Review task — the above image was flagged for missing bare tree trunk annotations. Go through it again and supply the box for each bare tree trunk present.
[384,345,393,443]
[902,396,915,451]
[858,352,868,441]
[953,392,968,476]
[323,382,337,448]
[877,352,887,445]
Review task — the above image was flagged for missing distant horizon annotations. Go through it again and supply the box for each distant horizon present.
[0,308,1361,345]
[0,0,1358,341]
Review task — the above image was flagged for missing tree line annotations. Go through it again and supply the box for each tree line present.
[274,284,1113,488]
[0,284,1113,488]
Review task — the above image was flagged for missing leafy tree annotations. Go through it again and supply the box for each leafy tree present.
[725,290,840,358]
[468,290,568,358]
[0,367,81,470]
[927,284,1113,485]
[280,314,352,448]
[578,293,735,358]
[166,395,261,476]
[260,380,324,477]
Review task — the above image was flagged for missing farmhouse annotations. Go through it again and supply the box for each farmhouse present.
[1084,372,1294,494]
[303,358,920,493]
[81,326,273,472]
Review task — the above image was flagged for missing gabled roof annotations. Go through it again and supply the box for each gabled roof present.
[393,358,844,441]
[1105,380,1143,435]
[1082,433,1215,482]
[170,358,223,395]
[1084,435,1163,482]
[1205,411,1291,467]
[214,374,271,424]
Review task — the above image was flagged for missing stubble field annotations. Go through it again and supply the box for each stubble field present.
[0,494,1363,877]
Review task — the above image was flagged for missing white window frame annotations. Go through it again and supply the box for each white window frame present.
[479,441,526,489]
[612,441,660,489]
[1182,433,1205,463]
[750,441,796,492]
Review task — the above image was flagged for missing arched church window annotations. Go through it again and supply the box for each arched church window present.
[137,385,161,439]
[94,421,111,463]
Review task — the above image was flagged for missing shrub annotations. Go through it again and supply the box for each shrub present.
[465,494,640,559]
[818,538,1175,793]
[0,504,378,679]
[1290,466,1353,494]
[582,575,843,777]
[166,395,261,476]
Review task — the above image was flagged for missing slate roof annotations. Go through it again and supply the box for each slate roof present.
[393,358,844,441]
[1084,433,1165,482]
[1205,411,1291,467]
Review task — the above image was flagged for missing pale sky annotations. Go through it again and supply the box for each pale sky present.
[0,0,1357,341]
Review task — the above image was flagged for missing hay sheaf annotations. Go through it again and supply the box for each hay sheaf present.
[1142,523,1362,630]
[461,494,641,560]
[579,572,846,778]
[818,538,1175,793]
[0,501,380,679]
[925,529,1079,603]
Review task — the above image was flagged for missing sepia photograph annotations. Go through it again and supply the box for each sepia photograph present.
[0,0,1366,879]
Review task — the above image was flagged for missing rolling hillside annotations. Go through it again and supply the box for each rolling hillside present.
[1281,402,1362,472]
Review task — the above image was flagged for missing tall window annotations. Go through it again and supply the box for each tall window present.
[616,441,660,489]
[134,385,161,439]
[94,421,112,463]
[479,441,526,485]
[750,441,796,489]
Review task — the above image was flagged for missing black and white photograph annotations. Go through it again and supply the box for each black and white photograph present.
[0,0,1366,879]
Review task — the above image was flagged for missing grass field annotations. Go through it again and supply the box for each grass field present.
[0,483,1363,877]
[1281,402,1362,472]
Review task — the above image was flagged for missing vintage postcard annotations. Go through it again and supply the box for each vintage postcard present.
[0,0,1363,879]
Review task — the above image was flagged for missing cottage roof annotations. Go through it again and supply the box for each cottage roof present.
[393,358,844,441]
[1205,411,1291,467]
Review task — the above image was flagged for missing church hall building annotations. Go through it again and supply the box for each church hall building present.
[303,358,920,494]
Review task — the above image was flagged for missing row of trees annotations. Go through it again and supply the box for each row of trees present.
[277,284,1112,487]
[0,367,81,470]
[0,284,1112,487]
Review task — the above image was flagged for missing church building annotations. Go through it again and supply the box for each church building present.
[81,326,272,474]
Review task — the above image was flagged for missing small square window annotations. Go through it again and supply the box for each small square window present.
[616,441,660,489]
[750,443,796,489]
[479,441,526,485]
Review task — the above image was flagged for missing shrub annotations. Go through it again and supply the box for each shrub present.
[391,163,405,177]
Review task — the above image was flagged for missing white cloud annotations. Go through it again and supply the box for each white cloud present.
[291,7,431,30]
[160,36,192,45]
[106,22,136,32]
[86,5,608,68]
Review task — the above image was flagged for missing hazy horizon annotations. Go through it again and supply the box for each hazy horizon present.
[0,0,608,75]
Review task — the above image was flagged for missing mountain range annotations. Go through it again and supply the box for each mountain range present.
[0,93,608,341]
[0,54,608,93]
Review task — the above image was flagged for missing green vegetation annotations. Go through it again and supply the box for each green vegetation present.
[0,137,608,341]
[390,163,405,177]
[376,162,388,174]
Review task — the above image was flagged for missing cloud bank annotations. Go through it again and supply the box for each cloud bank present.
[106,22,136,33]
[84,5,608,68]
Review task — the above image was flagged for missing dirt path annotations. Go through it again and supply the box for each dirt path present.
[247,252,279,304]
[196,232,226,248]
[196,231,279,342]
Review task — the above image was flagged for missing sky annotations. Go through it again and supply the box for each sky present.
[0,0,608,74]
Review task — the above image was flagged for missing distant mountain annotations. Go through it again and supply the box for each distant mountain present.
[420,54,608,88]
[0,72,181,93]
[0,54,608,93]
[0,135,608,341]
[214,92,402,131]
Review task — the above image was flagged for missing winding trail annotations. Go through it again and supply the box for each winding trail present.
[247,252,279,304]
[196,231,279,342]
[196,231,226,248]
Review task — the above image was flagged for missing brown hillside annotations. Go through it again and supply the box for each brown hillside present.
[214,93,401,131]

## EXERCISE INSTRUCTIONS
Rewrite all the records above with every "flagged" changed to "marked", leaving everything else as it is.

## RESPONSE
Review task — the above image was marked for missing bare tree trunk annotations. Go through it again and supply the box for each bare tree trunk present.
[384,345,393,443]
[902,396,915,451]
[858,352,868,441]
[953,392,968,476]
[323,382,337,448]
[877,352,887,445]
Review task — the above image was marked for missing distant horizon annotations. Go through it again and supply the box for each distant horizon present.
[0,308,1361,345]
[0,0,1358,341]
Review task — the above image was marked for missing tree line annotations. Go through it again and supply the box for each tree line present.
[274,284,1113,488]
[0,284,1113,488]
Review task — the above image was marked for missing leafy tree annotations. Go through it again and supply the box for each leafy tree present.
[725,290,840,358]
[468,290,568,358]
[0,367,81,470]
[927,284,1113,485]
[280,314,352,448]
[578,293,735,358]
[166,395,261,476]
[260,380,324,477]
Review task — the above image was marked for missing farmhouse annotations. Go through it again and supply the box for each farmhouse present.
[1084,372,1294,494]
[303,358,920,493]
[81,326,273,472]
Review task — the above image was marked for missing gabled roof annotations. Go through it again and supply the box for each gabled roof present.
[393,358,844,441]
[1105,380,1143,435]
[1082,433,1215,482]
[170,358,223,395]
[1084,435,1163,482]
[1205,411,1291,467]
[214,374,271,424]
Review task — the above image was marked for missing stubble field annotations. Go through it again and supply the box for each stubble field present.
[0,494,1363,877]
Review task — the above image was marked for missing white window frame annotations. Go through it again and supply the box for each white window frame present.
[479,441,526,489]
[612,441,660,489]
[1182,433,1205,463]
[750,441,796,492]
Review task — the above image was marked for missing arched church window annotations. Go through it again and supply the box for each arched church window present.
[137,385,161,439]
[94,421,111,463]
Review task — the above image was marked for missing shrub annotations. Go through it again and supply the box for each shrub present.
[465,494,640,559]
[818,538,1175,793]
[0,504,378,679]
[1290,466,1353,494]
[582,575,843,777]
[166,395,261,476]
Review task — the above image was marked for missing slate roof annotations. Go through it again and supply the box for each slate roof present.
[393,358,844,441]
[1084,433,1165,482]
[1205,411,1291,467]
Review task — the above image was marked for missing pale sky annotations. Go through it again and supply the box for each pale sky present.
[0,0,1357,341]
Review task — the above image was marked for missing hay sheaf annotations. Go through it again and supply the box for each hay sheaf present.
[1142,523,1362,630]
[461,494,641,560]
[579,572,846,778]
[818,538,1175,793]
[0,501,380,679]
[925,529,1079,603]
Review task — the above image was marked for missing sepia photograph annotations. Go through it again and supply the box for each sepia photograph present.
[0,0,1366,879]
Review task — the above image was marked for missing rolling hillside annotations. Go through it again and supply the box for each rolling hillside present.
[1281,402,1362,472]
Review task — the above image was marked for missing tall window annotations. Go through it again and supply the box for each tall window present.
[616,441,660,489]
[134,385,161,439]
[94,421,112,463]
[479,441,526,485]
[750,441,796,489]
Review task — the above image was marked for missing black and white photograph annotations. Go through it again and supply the box for each black and white photograph present.
[0,0,1366,879]
Review task — the above image was marked for missing grass field annotations. Go through it again and supply the box for each grass field present.
[0,483,1363,877]
[1281,402,1362,472]
Review task — the above image was marked for missing vintage postcard annotations. Go through it again and supply the box for each vintage postcard present.
[0,0,1363,879]
Review task — the above image was marked for missing cottage roof annotations. Go through it again and supply the box for each cottage roof present.
[393,358,844,441]
[1205,411,1291,467]
Review task — the above image was marked for missing church hall building annotations. Go through it again and supply the box for each church hall building present.
[303,358,920,494]
Review task — the above image was marked for missing row of trees annotations. Go through it again and supply the box for each row of trees present.
[277,284,1112,487]
[0,367,81,470]
[0,284,1112,487]
Review task — the above image was marked for missing church building annotations. Go through it again and supply the box for each church building present.
[81,326,272,474]
Review task — the above image was marked for missing small square window annotations. Go through it again and supply the box for each small square window present.
[616,441,660,489]
[750,443,796,489]
[479,441,526,485]
Review task — the above image was marked for missing shrub annotations. Go through it again and supply the box for each shrub present.
[391,163,405,177]
Review task — the above image was marked for missing white cloud annotations. Go through it again and supply the box for each white cloud present.
[291,7,431,30]
[160,36,192,45]
[106,22,136,32]
[86,5,608,68]
Review task — the above image was marked for missing hazy horizon annotations. Go through it again and supply the box for each hazy horizon present.
[0,0,608,75]
Review task — the above image was marked for missing mountain range annotations. Go through it again and supply the box for each mountain range present.
[0,93,608,341]
[0,54,608,93]
Review task — the above image was marked for missing green vegetation annotations. Go through it again and supply the box for each green vegetation present.
[0,137,608,341]
[390,163,405,177]
[376,162,388,174]
Review task — the above image was marked for missing cloud bank annotations. Go through it again and supply the box for each cloud bank present.
[106,22,136,33]
[84,5,608,68]
Review task — the above image was marked for missing dirt path annotations. Go through it again and supply the box for each dirt path present.
[247,252,279,304]
[196,232,226,248]
[196,231,279,342]
Review task — the above image was marked for missing sky annotations. Go through it again and supply the box for each sky present.
[0,0,608,74]
Review task — the above image was marked for missing distant mountain annotations. Go through it again and supply the box for each distant mountain present.
[420,54,608,88]
[0,72,181,93]
[0,54,608,93]
[0,135,608,341]
[214,92,402,131]
Review task — the above image was marked for missing winding trail annotations. Go through it again and supply the box for each winding trail present.
[247,252,279,304]
[196,231,279,342]
[196,231,226,248]
Review task — the above image was marked for missing brown hillside annotations. Go through it again and supply the box for each brown hillside present.
[214,93,401,131]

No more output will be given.